**Work to complete**
Which lines below contain the word "woman"? Copy each of them.

-------- Source records --------

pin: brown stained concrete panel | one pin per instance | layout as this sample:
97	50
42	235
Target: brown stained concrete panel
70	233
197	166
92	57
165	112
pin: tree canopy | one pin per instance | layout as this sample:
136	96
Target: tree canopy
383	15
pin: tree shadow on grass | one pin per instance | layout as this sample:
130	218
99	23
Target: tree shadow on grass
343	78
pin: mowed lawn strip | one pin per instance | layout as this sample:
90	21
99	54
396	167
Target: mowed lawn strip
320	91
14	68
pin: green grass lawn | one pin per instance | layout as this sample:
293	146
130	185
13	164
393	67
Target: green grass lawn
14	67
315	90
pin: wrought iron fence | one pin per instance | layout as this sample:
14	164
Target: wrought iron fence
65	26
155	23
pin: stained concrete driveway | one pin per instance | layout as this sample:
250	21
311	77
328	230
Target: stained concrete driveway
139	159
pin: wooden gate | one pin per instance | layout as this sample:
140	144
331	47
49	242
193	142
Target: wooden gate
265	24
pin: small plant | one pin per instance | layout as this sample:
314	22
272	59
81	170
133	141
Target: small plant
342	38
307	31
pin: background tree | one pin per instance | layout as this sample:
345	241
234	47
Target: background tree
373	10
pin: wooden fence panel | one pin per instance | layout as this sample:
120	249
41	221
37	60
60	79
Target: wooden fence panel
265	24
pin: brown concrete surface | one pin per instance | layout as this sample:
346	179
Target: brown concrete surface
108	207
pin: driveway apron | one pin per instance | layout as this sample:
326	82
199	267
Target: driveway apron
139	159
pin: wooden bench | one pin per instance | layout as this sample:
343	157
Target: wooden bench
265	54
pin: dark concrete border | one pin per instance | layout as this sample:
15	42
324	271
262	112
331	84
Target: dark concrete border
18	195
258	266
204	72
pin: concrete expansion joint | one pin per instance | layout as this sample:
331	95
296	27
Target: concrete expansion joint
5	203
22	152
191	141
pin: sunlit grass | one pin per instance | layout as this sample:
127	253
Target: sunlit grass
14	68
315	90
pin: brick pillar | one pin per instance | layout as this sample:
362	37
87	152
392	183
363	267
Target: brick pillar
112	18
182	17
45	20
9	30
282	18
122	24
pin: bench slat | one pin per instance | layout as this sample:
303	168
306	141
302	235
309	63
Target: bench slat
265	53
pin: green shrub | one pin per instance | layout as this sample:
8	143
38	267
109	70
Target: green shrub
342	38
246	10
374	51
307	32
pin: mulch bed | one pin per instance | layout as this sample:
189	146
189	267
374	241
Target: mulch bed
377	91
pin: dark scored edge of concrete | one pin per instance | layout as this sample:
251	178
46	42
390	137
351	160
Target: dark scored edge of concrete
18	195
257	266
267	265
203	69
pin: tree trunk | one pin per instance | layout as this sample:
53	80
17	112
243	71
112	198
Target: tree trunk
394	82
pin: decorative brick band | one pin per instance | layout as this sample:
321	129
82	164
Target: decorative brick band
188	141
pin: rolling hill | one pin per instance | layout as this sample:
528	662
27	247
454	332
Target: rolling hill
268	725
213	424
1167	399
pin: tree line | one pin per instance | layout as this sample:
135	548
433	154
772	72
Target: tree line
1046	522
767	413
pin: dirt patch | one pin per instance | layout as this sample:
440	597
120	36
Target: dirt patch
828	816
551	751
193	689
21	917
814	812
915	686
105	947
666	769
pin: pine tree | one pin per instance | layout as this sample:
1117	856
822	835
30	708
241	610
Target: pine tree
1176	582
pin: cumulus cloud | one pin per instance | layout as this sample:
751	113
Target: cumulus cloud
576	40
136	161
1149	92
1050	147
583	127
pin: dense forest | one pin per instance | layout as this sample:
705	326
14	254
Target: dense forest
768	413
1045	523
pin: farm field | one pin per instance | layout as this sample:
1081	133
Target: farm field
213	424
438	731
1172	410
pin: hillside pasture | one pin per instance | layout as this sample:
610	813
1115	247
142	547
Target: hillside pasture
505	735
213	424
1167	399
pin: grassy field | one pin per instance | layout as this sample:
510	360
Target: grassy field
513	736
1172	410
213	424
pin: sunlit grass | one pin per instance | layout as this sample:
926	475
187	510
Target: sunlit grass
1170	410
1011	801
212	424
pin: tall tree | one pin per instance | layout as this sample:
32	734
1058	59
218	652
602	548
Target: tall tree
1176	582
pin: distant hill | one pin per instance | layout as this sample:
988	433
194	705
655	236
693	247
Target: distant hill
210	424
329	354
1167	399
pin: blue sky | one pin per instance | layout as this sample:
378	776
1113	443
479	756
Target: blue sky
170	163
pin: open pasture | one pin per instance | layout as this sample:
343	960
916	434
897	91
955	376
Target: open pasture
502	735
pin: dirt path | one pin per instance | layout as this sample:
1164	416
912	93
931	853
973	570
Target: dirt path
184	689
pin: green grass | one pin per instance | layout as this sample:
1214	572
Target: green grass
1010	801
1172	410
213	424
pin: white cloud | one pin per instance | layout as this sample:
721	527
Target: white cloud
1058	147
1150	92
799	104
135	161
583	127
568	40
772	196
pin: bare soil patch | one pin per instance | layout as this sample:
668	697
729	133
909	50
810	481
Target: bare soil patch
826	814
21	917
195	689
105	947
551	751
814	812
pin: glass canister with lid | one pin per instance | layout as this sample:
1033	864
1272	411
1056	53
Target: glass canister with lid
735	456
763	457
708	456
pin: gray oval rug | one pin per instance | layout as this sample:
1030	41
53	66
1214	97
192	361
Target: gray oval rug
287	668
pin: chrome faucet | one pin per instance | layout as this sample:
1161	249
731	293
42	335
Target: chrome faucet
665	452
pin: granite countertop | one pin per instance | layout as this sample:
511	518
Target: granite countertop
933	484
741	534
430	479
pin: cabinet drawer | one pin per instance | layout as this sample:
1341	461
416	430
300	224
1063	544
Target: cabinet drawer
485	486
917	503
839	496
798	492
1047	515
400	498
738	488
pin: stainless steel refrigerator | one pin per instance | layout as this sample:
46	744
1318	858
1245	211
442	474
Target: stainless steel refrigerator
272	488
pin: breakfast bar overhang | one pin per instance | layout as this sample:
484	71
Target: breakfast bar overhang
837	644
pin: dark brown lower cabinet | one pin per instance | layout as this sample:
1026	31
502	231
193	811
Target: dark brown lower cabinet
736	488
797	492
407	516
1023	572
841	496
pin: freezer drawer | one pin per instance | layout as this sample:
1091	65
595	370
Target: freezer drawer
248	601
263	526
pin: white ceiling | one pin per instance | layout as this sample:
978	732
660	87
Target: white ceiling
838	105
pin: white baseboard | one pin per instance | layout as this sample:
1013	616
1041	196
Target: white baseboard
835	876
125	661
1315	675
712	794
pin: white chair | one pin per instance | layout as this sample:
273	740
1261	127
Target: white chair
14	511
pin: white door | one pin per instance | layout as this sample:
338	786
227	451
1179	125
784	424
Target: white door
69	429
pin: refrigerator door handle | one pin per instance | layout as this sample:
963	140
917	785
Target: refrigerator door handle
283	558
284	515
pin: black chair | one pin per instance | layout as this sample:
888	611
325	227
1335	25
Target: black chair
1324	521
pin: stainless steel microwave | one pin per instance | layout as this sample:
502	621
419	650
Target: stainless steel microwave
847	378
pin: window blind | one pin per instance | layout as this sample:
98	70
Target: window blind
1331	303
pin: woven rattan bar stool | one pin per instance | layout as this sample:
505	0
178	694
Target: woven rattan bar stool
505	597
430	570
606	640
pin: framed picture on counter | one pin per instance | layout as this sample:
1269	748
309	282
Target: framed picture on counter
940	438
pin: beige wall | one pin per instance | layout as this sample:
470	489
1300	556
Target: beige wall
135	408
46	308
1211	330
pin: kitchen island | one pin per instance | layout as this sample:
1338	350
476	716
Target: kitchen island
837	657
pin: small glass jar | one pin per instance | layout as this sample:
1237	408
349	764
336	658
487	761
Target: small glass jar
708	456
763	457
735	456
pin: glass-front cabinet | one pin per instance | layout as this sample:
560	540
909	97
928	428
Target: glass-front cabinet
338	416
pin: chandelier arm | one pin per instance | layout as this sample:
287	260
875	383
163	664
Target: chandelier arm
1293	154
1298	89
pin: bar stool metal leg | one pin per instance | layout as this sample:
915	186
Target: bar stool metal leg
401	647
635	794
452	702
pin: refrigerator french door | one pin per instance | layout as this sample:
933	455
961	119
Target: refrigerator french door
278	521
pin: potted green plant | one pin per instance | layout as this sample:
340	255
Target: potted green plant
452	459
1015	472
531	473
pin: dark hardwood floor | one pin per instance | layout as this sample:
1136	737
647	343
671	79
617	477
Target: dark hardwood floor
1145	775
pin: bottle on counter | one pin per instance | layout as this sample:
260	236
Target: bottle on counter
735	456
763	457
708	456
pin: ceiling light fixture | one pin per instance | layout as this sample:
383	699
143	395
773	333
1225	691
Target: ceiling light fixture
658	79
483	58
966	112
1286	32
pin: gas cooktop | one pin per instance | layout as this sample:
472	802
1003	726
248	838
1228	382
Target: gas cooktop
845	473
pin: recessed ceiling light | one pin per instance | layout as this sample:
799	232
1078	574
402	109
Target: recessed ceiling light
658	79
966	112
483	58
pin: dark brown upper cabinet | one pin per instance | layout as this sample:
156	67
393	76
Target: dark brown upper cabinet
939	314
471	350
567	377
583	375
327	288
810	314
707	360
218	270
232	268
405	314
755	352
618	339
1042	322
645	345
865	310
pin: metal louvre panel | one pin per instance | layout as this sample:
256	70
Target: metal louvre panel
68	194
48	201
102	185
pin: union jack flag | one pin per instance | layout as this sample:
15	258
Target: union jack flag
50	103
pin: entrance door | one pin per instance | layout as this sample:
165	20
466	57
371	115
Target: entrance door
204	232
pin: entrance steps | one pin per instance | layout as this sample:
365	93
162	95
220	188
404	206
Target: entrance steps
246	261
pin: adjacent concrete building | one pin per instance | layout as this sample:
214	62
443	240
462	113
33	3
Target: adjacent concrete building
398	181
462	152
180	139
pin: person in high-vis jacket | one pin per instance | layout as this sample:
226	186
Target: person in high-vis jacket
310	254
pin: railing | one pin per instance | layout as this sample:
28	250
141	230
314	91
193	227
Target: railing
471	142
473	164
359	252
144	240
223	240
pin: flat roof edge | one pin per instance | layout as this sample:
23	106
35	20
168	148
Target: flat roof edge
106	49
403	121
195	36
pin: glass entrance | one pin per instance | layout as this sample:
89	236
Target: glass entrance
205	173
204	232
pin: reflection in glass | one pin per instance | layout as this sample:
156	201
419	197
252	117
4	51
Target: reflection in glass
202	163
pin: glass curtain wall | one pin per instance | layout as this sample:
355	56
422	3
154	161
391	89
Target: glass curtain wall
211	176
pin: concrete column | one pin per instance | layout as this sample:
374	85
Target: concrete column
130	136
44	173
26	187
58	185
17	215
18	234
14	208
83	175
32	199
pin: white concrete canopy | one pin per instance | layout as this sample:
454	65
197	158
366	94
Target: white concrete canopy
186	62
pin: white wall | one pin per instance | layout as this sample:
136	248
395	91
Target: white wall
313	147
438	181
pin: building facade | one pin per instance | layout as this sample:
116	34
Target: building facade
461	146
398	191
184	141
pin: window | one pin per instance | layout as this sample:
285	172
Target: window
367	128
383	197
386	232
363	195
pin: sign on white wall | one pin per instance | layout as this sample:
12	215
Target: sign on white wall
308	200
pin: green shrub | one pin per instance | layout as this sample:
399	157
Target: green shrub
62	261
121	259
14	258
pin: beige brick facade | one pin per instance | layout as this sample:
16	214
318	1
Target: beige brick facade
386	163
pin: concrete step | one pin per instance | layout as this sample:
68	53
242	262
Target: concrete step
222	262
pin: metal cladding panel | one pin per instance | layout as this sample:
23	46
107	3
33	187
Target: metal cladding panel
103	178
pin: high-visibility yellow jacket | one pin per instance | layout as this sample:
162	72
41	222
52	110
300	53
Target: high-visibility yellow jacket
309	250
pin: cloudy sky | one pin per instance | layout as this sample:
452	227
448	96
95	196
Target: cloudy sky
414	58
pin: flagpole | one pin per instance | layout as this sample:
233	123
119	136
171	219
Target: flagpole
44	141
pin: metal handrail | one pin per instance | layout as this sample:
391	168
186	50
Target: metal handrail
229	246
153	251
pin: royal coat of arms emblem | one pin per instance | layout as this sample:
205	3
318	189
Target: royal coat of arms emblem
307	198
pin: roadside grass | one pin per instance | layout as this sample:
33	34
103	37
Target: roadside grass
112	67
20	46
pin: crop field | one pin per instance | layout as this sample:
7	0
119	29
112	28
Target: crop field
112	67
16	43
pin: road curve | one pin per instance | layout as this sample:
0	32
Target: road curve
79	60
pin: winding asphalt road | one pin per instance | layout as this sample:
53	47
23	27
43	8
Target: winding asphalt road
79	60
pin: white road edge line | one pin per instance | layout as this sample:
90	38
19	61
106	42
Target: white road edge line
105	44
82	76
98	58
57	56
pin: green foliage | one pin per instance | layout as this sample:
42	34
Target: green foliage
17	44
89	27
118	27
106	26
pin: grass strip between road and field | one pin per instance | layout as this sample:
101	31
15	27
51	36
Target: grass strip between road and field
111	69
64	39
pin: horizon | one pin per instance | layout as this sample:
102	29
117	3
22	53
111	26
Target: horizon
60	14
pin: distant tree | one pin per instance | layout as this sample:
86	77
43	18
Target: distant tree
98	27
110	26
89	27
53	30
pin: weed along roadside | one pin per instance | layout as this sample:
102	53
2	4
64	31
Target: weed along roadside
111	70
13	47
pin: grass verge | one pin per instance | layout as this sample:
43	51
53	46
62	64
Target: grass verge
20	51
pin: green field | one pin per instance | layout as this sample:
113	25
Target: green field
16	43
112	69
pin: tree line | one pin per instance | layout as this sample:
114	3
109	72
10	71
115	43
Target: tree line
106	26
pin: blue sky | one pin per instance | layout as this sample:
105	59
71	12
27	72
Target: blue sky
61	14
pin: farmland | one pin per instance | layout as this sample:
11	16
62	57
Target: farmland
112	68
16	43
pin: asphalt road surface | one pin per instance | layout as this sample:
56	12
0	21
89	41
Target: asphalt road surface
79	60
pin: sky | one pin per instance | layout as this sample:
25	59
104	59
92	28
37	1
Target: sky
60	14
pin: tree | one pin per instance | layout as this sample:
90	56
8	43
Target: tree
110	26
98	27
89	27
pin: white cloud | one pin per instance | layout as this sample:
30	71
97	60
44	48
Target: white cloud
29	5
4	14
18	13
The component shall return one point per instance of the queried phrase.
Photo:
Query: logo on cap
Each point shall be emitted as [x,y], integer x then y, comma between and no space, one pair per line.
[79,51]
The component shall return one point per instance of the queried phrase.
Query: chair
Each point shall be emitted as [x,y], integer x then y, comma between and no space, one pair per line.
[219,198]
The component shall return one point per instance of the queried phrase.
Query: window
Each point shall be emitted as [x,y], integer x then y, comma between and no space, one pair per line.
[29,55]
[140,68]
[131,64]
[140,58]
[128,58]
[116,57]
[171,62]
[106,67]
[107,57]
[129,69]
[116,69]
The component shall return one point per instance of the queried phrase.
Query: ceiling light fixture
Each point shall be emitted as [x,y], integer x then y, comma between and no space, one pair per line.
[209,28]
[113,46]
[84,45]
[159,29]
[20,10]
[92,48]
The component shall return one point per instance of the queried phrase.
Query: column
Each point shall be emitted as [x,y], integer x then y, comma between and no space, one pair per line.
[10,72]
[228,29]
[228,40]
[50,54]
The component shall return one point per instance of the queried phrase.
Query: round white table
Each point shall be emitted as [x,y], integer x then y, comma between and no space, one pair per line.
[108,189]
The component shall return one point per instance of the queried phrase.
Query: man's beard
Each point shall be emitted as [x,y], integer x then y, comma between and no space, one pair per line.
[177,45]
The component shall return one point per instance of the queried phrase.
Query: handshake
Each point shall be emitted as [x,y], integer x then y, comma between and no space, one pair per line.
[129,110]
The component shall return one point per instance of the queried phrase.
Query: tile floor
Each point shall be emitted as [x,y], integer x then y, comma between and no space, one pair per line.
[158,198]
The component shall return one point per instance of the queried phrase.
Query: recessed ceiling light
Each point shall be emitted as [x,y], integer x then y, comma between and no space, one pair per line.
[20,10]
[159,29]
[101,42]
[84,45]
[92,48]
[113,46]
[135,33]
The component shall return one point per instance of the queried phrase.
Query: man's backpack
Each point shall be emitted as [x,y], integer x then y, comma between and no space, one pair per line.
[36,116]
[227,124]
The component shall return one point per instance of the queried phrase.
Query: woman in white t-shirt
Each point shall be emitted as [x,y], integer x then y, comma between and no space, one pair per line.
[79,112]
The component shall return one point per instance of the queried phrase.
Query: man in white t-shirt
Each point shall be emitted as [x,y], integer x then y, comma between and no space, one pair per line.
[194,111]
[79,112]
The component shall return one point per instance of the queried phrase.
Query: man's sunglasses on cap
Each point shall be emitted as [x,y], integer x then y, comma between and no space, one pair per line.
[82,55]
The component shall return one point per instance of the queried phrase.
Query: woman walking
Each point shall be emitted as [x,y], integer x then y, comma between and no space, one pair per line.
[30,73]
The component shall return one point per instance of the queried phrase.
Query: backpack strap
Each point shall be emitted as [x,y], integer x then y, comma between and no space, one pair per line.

--------

**Written answer**
Query: woman in white t-shirt
Query: woman walking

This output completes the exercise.